WRITTEN EXERCISE: Reproduce verbatim the portion of the records below from the line containing "Give the innermost point of each instance of the cumulus" through the end of the records, including both ends. Omit the pictures from your answer.

[Position annotation records]
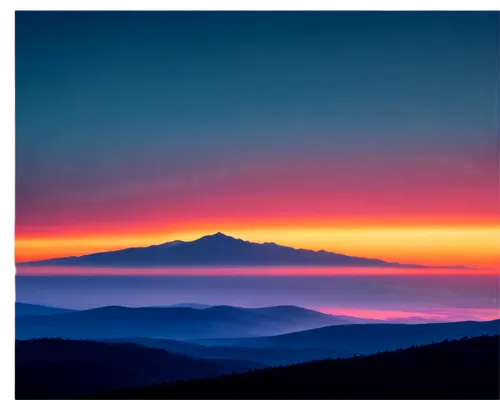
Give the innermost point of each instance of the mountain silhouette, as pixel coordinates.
(268, 356)
(26, 309)
(215, 250)
(367, 338)
(172, 323)
(56, 368)
(458, 369)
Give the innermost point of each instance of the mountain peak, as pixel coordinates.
(218, 235)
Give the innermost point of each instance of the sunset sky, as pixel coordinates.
(368, 134)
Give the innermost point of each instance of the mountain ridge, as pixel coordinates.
(220, 250)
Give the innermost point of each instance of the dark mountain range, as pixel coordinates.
(459, 369)
(215, 250)
(56, 368)
(367, 338)
(172, 323)
(25, 309)
(267, 356)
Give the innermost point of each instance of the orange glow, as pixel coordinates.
(429, 245)
(245, 271)
(434, 314)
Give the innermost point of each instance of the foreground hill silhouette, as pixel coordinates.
(54, 368)
(461, 369)
(333, 341)
(170, 322)
(213, 250)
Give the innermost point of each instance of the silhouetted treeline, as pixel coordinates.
(459, 369)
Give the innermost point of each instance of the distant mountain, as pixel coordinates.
(267, 356)
(172, 323)
(25, 309)
(214, 250)
(367, 338)
(461, 369)
(56, 368)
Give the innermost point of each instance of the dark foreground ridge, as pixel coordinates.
(57, 368)
(459, 369)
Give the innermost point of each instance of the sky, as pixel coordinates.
(372, 134)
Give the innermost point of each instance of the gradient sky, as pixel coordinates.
(366, 133)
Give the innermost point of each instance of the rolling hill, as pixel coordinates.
(56, 368)
(25, 310)
(215, 250)
(366, 338)
(172, 323)
(267, 356)
(461, 369)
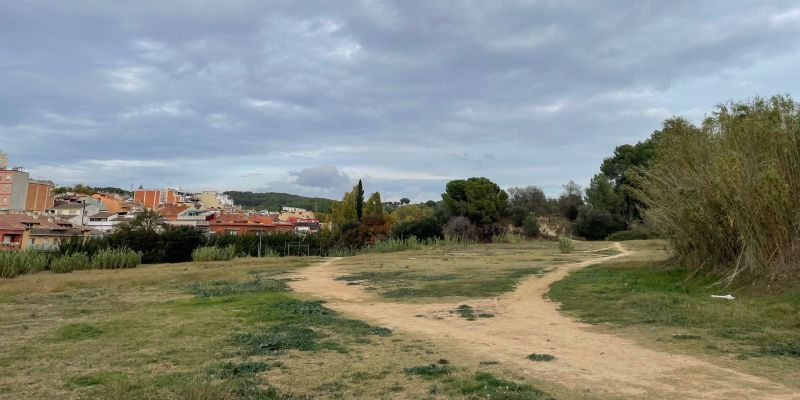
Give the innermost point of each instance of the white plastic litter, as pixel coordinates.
(725, 297)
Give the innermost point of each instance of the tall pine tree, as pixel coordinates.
(360, 200)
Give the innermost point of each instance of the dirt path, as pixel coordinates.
(525, 322)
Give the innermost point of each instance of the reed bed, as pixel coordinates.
(214, 253)
(727, 194)
(116, 258)
(13, 263)
(70, 262)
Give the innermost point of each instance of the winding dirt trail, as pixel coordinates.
(525, 322)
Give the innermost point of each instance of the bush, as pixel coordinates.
(13, 263)
(460, 227)
(530, 226)
(594, 224)
(565, 244)
(635, 233)
(213, 253)
(116, 258)
(70, 262)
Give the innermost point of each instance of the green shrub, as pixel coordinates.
(213, 253)
(508, 237)
(116, 258)
(725, 194)
(426, 228)
(565, 244)
(430, 371)
(70, 262)
(596, 224)
(635, 233)
(13, 263)
(530, 226)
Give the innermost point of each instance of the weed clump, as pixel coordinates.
(227, 288)
(284, 336)
(430, 371)
(233, 370)
(541, 357)
(214, 253)
(487, 386)
(116, 258)
(381, 331)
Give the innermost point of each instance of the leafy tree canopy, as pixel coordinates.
(478, 199)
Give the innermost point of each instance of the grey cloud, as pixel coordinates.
(322, 177)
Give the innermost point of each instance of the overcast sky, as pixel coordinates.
(306, 97)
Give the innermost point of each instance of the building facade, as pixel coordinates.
(40, 195)
(13, 189)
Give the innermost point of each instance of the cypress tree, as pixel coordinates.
(360, 200)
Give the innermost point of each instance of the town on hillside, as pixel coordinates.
(33, 216)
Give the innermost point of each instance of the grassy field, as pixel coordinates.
(213, 330)
(648, 298)
(458, 271)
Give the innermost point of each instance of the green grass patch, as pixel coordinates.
(430, 371)
(487, 386)
(467, 312)
(541, 357)
(634, 293)
(78, 331)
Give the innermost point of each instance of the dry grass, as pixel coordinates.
(471, 272)
(141, 334)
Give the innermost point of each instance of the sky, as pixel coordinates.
(307, 97)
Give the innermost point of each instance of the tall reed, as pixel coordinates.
(727, 194)
(13, 263)
(213, 253)
(565, 244)
(70, 262)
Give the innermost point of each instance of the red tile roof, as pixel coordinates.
(21, 221)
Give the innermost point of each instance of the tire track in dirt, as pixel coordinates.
(526, 322)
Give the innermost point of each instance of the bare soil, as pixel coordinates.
(526, 322)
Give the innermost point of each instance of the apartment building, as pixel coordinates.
(13, 189)
(40, 195)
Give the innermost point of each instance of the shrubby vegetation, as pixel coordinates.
(275, 201)
(13, 263)
(214, 253)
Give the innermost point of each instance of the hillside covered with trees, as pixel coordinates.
(274, 201)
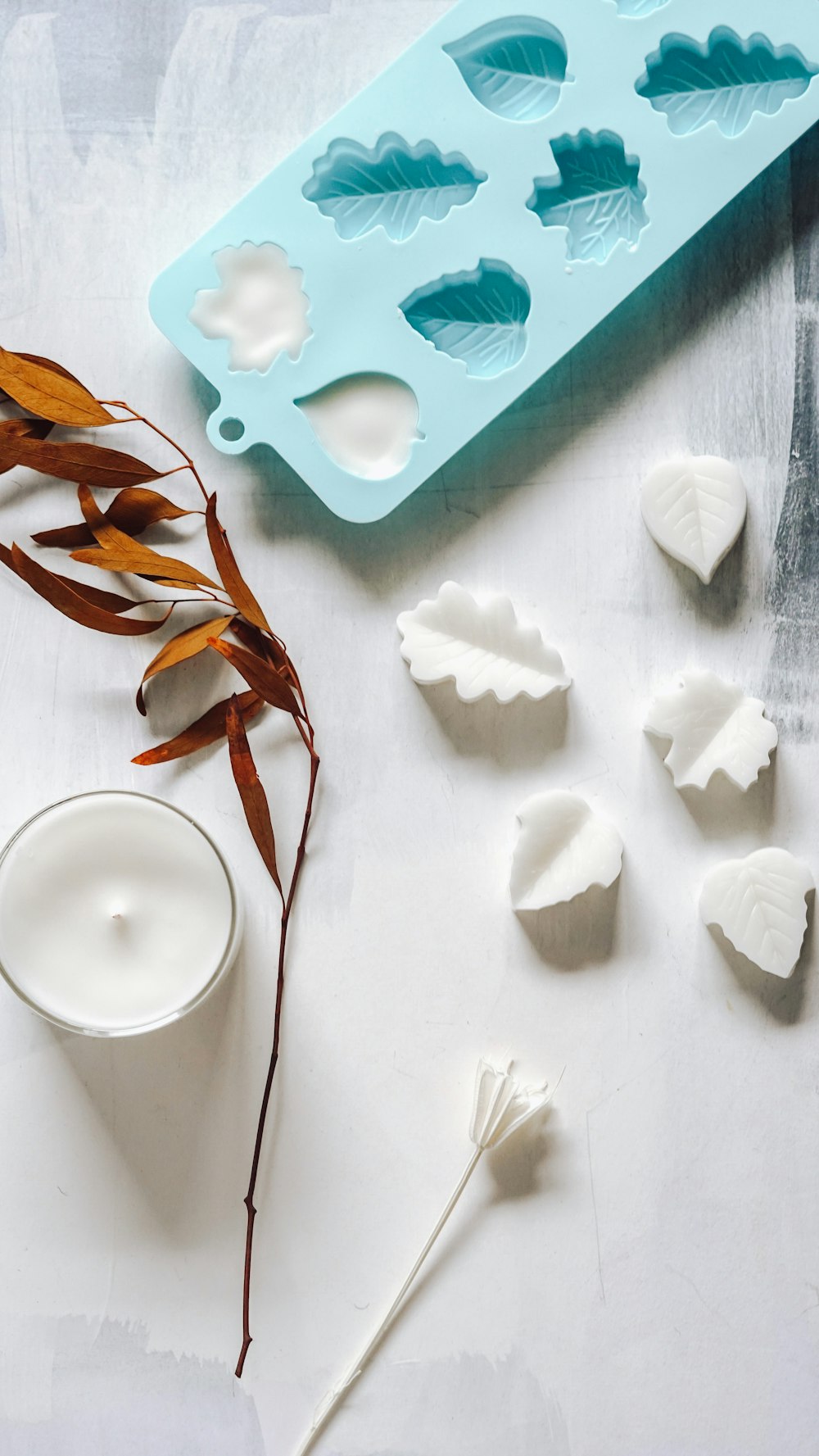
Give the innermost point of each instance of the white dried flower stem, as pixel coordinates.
(337, 1395)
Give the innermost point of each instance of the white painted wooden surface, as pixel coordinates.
(643, 1280)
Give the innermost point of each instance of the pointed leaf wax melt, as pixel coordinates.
(562, 850)
(695, 510)
(760, 905)
(481, 646)
(713, 728)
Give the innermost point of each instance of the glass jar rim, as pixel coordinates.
(223, 966)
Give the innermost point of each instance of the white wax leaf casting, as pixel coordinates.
(713, 728)
(695, 509)
(760, 905)
(260, 306)
(562, 850)
(365, 423)
(481, 646)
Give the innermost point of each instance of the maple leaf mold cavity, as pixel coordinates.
(597, 196)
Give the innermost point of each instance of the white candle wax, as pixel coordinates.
(116, 914)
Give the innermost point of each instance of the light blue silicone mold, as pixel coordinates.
(486, 202)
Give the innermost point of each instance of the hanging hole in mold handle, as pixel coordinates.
(365, 423)
(226, 431)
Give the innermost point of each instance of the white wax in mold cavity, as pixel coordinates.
(365, 423)
(115, 912)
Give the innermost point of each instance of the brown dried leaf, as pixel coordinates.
(232, 578)
(75, 603)
(120, 552)
(108, 601)
(252, 792)
(260, 678)
(129, 511)
(84, 463)
(208, 728)
(11, 434)
(16, 427)
(181, 648)
(48, 391)
(268, 646)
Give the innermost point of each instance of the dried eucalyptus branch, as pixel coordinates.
(108, 542)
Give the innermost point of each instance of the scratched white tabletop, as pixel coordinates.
(643, 1277)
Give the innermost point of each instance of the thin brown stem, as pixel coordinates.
(287, 909)
(143, 420)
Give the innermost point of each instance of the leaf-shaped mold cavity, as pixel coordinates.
(390, 185)
(260, 306)
(479, 646)
(636, 9)
(723, 80)
(760, 905)
(365, 423)
(713, 728)
(598, 198)
(477, 318)
(514, 67)
(562, 850)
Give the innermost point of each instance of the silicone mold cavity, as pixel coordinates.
(391, 185)
(477, 318)
(260, 306)
(365, 423)
(514, 67)
(725, 80)
(598, 198)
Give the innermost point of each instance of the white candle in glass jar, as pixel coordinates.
(116, 914)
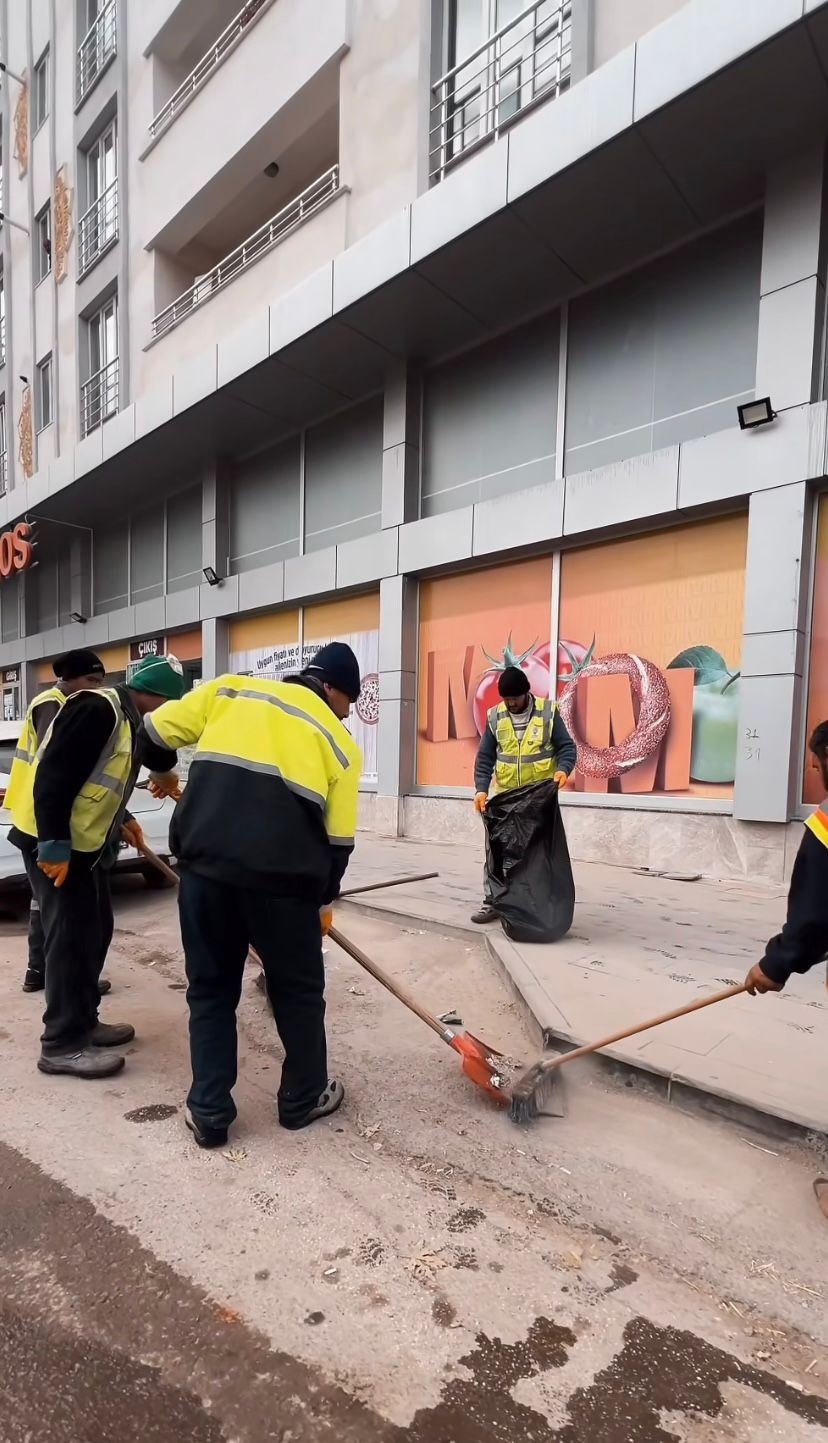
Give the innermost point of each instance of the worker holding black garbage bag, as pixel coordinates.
(530, 753)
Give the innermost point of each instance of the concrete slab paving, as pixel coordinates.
(641, 945)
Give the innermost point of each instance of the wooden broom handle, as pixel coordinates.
(152, 856)
(644, 1026)
(384, 979)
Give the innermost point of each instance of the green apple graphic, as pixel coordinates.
(714, 715)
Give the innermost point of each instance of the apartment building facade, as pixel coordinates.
(427, 325)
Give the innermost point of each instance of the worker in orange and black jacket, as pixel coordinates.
(804, 940)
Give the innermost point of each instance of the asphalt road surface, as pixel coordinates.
(416, 1269)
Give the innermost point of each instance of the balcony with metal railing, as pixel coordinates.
(525, 62)
(199, 75)
(97, 49)
(283, 224)
(98, 228)
(100, 397)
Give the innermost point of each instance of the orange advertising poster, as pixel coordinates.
(812, 788)
(465, 621)
(655, 707)
(645, 668)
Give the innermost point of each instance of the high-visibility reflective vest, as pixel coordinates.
(20, 777)
(103, 794)
(530, 758)
(274, 729)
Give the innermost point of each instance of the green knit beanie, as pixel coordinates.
(159, 676)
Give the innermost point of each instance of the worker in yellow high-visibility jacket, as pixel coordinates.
(77, 670)
(804, 940)
(263, 836)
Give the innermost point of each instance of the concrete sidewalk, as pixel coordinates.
(641, 945)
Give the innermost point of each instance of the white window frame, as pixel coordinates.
(41, 93)
(43, 387)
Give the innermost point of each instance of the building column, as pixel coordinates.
(397, 729)
(768, 758)
(215, 550)
(792, 292)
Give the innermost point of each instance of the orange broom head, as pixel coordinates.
(479, 1067)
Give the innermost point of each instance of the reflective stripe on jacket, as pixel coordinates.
(530, 758)
(22, 775)
(270, 729)
(103, 794)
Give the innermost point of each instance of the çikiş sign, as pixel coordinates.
(149, 647)
(15, 550)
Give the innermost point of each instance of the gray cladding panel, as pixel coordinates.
(654, 355)
(489, 419)
(344, 476)
(264, 508)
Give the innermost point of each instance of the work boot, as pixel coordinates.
(329, 1101)
(85, 1064)
(111, 1035)
(485, 915)
(205, 1136)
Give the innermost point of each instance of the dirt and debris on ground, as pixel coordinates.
(414, 1270)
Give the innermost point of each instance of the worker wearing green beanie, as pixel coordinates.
(68, 823)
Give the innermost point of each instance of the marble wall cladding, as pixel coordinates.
(664, 841)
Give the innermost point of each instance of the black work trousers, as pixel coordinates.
(219, 922)
(77, 922)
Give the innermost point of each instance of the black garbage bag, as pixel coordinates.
(528, 863)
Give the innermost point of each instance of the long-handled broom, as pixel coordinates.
(479, 1061)
(535, 1087)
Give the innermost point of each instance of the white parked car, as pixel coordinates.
(152, 814)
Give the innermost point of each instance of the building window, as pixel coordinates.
(42, 244)
(3, 453)
(41, 91)
(100, 393)
(43, 394)
(98, 227)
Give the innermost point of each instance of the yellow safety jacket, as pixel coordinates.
(528, 759)
(271, 729)
(20, 777)
(101, 797)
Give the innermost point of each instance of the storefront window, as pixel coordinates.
(645, 667)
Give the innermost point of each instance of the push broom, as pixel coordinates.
(534, 1090)
(478, 1059)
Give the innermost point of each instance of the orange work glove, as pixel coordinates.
(165, 784)
(55, 870)
(131, 834)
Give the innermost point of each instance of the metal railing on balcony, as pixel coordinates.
(98, 228)
(97, 48)
(525, 61)
(207, 65)
(270, 234)
(100, 397)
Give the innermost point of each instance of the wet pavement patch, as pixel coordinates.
(662, 1370)
(156, 1113)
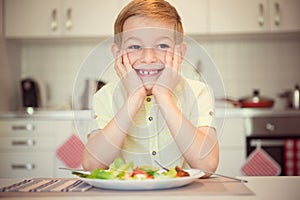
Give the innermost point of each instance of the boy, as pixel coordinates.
(152, 113)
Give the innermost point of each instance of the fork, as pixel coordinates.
(206, 172)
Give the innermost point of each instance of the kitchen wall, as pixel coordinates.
(9, 74)
(269, 63)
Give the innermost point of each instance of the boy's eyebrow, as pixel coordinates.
(132, 38)
(140, 40)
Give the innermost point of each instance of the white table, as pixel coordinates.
(283, 188)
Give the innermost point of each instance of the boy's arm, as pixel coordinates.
(199, 145)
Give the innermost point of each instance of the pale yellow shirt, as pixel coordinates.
(149, 137)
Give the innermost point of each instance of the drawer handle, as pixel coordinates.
(27, 127)
(270, 127)
(28, 142)
(27, 166)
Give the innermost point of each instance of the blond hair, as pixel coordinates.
(155, 9)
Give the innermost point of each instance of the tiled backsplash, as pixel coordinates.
(268, 63)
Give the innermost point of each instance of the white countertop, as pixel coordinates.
(88, 114)
(284, 187)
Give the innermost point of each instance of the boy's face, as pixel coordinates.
(147, 47)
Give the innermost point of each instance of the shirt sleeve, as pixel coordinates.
(202, 109)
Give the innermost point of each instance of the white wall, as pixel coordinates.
(268, 63)
(9, 75)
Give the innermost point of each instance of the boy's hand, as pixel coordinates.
(130, 80)
(170, 76)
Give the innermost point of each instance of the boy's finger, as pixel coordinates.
(176, 58)
(169, 59)
(126, 62)
(119, 67)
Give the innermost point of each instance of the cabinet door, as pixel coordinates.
(31, 18)
(237, 16)
(89, 17)
(285, 15)
(194, 15)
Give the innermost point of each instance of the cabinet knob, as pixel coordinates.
(277, 14)
(270, 127)
(69, 22)
(26, 166)
(54, 23)
(27, 127)
(261, 18)
(28, 142)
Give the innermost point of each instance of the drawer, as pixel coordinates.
(34, 126)
(26, 143)
(22, 165)
(275, 125)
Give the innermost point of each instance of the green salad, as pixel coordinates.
(119, 170)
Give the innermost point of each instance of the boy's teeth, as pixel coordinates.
(147, 72)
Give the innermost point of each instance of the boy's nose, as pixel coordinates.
(148, 55)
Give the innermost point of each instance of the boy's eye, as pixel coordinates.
(135, 47)
(162, 46)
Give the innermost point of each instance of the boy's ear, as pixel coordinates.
(115, 49)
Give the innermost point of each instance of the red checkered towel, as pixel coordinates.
(70, 152)
(260, 163)
(292, 157)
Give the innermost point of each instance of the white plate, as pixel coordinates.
(149, 184)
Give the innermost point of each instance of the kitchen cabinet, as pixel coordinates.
(194, 15)
(284, 15)
(59, 18)
(253, 16)
(28, 147)
(232, 143)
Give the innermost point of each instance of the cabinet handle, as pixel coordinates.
(27, 127)
(69, 23)
(266, 143)
(54, 23)
(261, 19)
(277, 14)
(27, 166)
(28, 142)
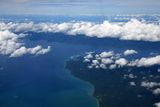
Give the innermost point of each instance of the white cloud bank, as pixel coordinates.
(130, 52)
(10, 45)
(132, 30)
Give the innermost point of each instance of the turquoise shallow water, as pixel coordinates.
(43, 81)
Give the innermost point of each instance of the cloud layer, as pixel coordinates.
(10, 45)
(132, 30)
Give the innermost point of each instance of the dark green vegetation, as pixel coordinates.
(113, 88)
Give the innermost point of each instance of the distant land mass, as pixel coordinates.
(120, 87)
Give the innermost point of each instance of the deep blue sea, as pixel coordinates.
(43, 81)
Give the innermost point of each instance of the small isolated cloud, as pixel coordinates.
(156, 91)
(10, 45)
(113, 60)
(129, 52)
(150, 61)
(121, 62)
(157, 104)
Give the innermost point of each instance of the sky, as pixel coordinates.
(79, 7)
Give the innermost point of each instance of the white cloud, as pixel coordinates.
(150, 61)
(156, 91)
(121, 62)
(149, 84)
(10, 45)
(132, 83)
(106, 54)
(157, 104)
(132, 30)
(113, 60)
(106, 61)
(130, 52)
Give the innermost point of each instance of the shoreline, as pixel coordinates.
(91, 92)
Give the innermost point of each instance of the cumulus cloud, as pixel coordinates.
(150, 61)
(131, 30)
(130, 52)
(113, 60)
(157, 104)
(10, 45)
(149, 85)
(121, 62)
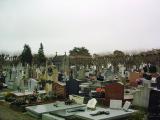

FINAL ANSWER:
Give the innermost point of each instance of the cumulus cloud, as pixel coordinates.
(150, 61)
(131, 30)
(130, 52)
(113, 60)
(157, 104)
(10, 45)
(149, 85)
(121, 62)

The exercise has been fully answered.